__Written exercise__
Collect every line of the material below that contains the word "building". Case counts, so a line matches only if the capitalization is the same.

__Recorded information__
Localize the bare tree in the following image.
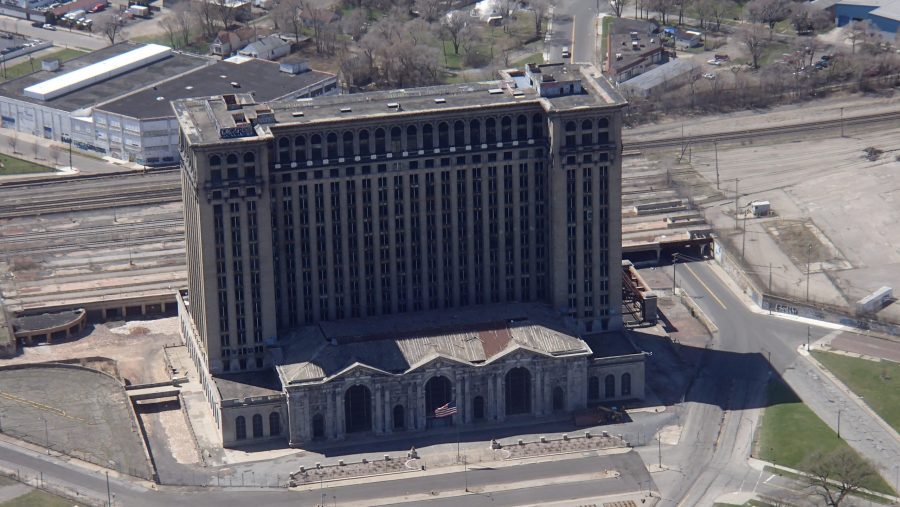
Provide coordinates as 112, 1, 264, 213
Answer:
172, 2, 195, 47
442, 11, 469, 55
95, 12, 123, 45
531, 0, 553, 36
415, 0, 443, 23
190, 0, 216, 37
804, 448, 874, 507
341, 9, 368, 41
740, 24, 766, 69
709, 0, 737, 32
747, 0, 791, 38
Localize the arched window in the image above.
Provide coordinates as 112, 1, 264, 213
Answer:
588, 377, 600, 400
500, 116, 512, 142
581, 120, 594, 145
406, 125, 419, 151
394, 405, 406, 430
438, 121, 450, 148
375, 128, 386, 154
325, 132, 337, 159
269, 412, 281, 437
484, 118, 497, 143
234, 415, 247, 440
453, 120, 466, 146
422, 123, 434, 150
313, 414, 325, 438
469, 120, 481, 145
343, 131, 354, 158
309, 134, 322, 160
359, 129, 371, 156
294, 136, 306, 162
531, 113, 544, 139
391, 127, 403, 153
253, 414, 263, 438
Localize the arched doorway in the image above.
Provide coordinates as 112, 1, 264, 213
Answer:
553, 386, 566, 412
269, 412, 281, 437
622, 373, 631, 396
234, 415, 247, 440
394, 405, 406, 430
344, 384, 372, 433
588, 377, 600, 400
425, 375, 453, 428
472, 396, 484, 421
603, 375, 616, 398
506, 366, 531, 415
313, 414, 325, 438
253, 414, 263, 438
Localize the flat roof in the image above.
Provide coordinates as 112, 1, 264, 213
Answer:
0, 42, 211, 112
25, 44, 172, 100
174, 64, 626, 143
97, 58, 334, 118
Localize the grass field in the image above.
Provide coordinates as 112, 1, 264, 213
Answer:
812, 351, 900, 431
0, 154, 53, 176
758, 382, 893, 494
3, 48, 86, 81
0, 490, 81, 507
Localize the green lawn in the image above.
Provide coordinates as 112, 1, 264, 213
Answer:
2, 48, 87, 81
509, 53, 544, 69
0, 154, 53, 176
758, 381, 893, 494
812, 351, 900, 431
0, 490, 81, 507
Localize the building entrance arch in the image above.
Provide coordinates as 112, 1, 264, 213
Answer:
505, 366, 531, 415
344, 384, 372, 433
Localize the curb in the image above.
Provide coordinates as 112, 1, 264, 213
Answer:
798, 345, 900, 450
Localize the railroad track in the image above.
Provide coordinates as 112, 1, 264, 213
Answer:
0, 218, 184, 247
622, 111, 900, 153
0, 185, 181, 218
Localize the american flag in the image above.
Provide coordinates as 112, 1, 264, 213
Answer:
434, 401, 457, 417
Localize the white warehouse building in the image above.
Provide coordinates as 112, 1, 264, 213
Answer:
0, 43, 338, 166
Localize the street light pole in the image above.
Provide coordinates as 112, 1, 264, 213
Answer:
838, 409, 841, 438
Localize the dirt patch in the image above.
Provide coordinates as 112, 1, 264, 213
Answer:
766, 220, 835, 267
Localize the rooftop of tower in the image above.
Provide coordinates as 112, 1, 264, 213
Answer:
173, 63, 626, 145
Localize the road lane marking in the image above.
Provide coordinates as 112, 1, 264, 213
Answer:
684, 264, 728, 310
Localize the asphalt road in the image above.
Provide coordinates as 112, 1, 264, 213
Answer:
661, 262, 900, 505
0, 16, 109, 50
0, 442, 650, 507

__Reply__
Localize the building entrance arch in the image above.
Localize the white warehouse building in the image above.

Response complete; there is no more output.